— start of Given data —
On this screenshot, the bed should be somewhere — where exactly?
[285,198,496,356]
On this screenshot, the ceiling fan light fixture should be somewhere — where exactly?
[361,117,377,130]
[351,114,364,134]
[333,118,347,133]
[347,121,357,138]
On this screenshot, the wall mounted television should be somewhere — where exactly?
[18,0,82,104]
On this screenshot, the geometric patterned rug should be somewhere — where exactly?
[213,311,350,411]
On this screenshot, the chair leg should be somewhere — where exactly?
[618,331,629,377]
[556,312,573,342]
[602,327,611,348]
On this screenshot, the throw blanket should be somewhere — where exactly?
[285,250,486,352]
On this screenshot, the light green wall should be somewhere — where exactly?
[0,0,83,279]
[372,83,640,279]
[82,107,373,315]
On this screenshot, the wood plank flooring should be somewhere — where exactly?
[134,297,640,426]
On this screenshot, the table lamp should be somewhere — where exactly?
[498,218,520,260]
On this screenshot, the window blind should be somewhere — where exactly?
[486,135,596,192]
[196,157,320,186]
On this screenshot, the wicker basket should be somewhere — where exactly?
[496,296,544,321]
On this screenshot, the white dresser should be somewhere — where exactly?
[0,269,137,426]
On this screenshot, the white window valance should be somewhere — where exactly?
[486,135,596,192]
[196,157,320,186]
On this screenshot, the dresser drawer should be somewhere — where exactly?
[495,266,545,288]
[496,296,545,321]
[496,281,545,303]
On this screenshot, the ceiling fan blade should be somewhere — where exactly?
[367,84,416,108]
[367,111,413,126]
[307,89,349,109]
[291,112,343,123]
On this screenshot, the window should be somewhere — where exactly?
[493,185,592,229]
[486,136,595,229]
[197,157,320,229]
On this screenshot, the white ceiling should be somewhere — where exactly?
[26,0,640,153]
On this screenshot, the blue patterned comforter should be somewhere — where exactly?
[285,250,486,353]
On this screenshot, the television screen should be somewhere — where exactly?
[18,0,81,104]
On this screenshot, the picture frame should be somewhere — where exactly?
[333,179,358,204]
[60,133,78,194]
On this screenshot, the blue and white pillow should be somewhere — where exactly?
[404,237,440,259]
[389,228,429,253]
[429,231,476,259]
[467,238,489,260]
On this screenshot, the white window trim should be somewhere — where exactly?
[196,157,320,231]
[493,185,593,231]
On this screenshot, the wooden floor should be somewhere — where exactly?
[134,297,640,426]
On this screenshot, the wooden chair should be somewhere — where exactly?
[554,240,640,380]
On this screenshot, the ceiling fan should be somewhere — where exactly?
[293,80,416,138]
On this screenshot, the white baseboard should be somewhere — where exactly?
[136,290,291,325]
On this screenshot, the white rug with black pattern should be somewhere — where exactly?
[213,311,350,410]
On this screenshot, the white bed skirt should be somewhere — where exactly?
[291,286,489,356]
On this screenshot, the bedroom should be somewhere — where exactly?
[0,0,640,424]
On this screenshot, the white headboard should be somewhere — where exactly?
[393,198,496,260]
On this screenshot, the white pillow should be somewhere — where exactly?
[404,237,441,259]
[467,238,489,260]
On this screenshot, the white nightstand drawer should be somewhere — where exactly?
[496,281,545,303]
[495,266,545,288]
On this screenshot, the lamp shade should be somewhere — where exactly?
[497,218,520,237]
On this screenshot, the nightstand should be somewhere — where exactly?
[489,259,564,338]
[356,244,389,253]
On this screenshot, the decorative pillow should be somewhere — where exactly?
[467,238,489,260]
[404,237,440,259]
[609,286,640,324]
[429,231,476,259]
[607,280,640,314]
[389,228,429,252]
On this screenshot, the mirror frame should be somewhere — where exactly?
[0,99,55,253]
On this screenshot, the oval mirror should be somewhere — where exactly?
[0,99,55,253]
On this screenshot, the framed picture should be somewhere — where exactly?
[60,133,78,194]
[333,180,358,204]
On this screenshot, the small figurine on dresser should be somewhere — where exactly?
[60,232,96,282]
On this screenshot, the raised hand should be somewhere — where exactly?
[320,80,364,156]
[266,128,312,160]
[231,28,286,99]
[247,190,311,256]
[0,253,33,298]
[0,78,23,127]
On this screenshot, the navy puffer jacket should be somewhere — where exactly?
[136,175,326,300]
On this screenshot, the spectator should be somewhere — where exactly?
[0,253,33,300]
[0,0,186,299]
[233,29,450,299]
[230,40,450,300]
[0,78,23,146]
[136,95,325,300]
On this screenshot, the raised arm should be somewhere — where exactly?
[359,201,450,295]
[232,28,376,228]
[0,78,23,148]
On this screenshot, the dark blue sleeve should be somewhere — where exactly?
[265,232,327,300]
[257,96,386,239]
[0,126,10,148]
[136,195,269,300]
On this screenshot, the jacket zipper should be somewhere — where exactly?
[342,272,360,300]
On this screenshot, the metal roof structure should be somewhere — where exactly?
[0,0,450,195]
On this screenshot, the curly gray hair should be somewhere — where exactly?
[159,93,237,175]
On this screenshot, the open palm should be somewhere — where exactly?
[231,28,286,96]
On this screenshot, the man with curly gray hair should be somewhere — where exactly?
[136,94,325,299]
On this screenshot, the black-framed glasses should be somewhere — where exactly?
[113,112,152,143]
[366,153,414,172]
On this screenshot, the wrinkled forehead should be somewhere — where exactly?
— end of Given data —
#### [Problem details]
Copy out every one of the entries above word for word.

#### [Exercise solution]
On this screenshot, the bed should be somewhere — where exactly?
[285,198,496,356]
On this screenshot, the ceiling fan light fixture should be somewhere — where exactly?
[361,117,377,130]
[351,114,364,134]
[333,118,347,133]
[347,121,357,138]
On this screenshot, the wall mounted television should be somewhere — where exactly?
[18,0,82,104]
On this screenshot, the geometric patterned rug should be somewhere — where exactly?
[213,311,350,411]
On this screenshot, the chair leg should be somewhere — where exactly?
[618,331,629,377]
[556,312,573,342]
[602,327,611,348]
On this screenshot, the throw blanket should be somewhere — where exactly?
[285,250,486,352]
On this screenshot, the light green wall should be somewhere — where exactly?
[0,0,83,279]
[372,83,640,279]
[82,107,373,315]
On this screenshot, the wood plank flooring should be somewhere — where exactly?
[134,297,640,426]
On this screenshot, the table lamp should be somewhere — where exactly?
[498,218,520,260]
On this screenshot, the window blind should be somewhere — where exactly?
[486,135,596,192]
[196,157,320,186]
On this screenshot, the wicker basket should be somewhere — where exactly?
[496,296,544,321]
On this screenshot, the white dresser should be somewhere — where exactly?
[0,269,137,426]
On this screenshot, the white window valance should be somewhere — where exactly?
[486,135,596,192]
[196,157,320,186]
On this screenshot, the dresser drawer should be somewhere — where exactly?
[495,266,545,288]
[496,296,545,321]
[496,281,545,303]
On this screenshot, the ceiling fan blade should be somewhere — where exactly?
[367,84,416,108]
[367,111,413,126]
[307,89,349,109]
[291,112,343,123]
On this screenshot, the window should be somewhere — where exactly?
[493,185,592,229]
[486,136,595,229]
[197,157,320,229]
On this screenshot, the white ceiling should be somewhere — where exactly?
[26,0,640,153]
On this screenshot, the blue patterned comforter should be somewhere — where exactly?
[285,250,486,353]
On this screenshot, the television screen should be somewhere — where exactly?
[18,0,81,104]
On this screenshot, the picture frame should be somewhere — where exactly?
[333,179,358,204]
[60,133,78,194]
On this screenshot, the blue and white pillow should be somewhere — where exactly?
[404,237,440,259]
[389,228,429,253]
[429,231,476,259]
[467,238,489,260]
On this screenshot, the white window trim should be somewhere — where exactly?
[196,157,320,231]
[493,185,593,231]
On this screenshot, the wooden floor should be somewhere — where exactly?
[134,297,640,426]
On this screenshot, the wooden chair should be somewhere — where exactly?
[554,240,640,380]
On this screenshot, the ceiling fan should be somewhere — where exactly?
[293,80,416,138]
On this screenshot, the white baseboard should be somewhere — where exactly?
[136,290,291,325]
On this screenshot, the white rug with black pattern should be somewhere — where exactly?
[213,311,350,410]
On this screenshot, the white bed skirt should be somewhere — where exactly?
[291,286,489,356]
On this screenshot, the bedroom should be somewhere — where exactly?
[0,0,640,424]
On this screenshot, the white headboard should be somewhere — where exactly?
[393,198,496,260]
On this screenshot, the white pillow should be somewhere — where exactly?
[404,237,441,259]
[467,238,489,260]
On this screenshot, the white nightstand drawer should be somewhere — where exactly?
[496,281,545,303]
[495,266,545,288]
On this screenshot, the lamp shade should be somewhere — where exactly?
[497,218,520,237]
On this screenshot, the nightstand should be somewhere — where exactly?
[489,259,564,338]
[356,244,389,253]
On this screenshot, the decorative pillow should be somewhere — where exactly?
[467,238,489,260]
[404,237,440,259]
[609,286,640,324]
[429,231,476,259]
[607,280,640,314]
[389,228,429,252]
On this screenshot, the mirror frame should be somewhere — where exactly?
[0,99,55,253]
On this screenshot, the oval mirror should be somewhere — where exactly?
[0,99,55,253]
On this screenshot, the framed picture should be somewhere — where exactly?
[60,133,78,194]
[333,180,358,204]
On this screenshot, the small figurine on dresser should be somewhere — where exactly?
[60,232,96,282]
On this screenshot, the raised hand should be somewhere — where exactly?
[320,80,364,156]
[266,128,312,160]
[231,28,286,99]
[247,190,311,256]
[0,253,33,298]
[0,78,23,127]
On this screenshot, the navy puffer jacket should be somewhere — where exactly?
[136,175,326,300]
On this screenshot, the spectator should be somewhere — where exactly?
[0,253,33,300]
[0,0,186,299]
[233,29,450,299]
[230,40,450,300]
[0,78,23,146]
[136,95,325,300]
On this screenshot, the raised arm should be somewhere — where exactly?
[359,201,450,295]
[232,28,376,228]
[0,78,23,148]
On this screenshot, the dark blue sleeve should be somewhere — where exactly?
[265,232,327,300]
[257,96,386,239]
[0,126,10,148]
[136,195,269,300]
On this screenshot, the jacket zipper should be somewhere — where exactly?
[342,272,360,300]
On this screenshot, the metal roof structure should be somewhere — where exactly?
[0,0,450,195]
On this screenshot, the curly gray hair should be somewhere — where exactly?
[159,93,237,175]
On this screenshot, the open palm should be somewhere — where exactly?
[231,28,286,96]
On this screenshot, the man with curly gray hair should be somewhere — where exactly?
[136,94,325,299]
On this screenshot, the black-framed glasses should be somewhere — where exactly?
[113,112,152,143]
[366,153,414,172]
On this screenshot, the wrinkled forehead should be somewhere — where exactly?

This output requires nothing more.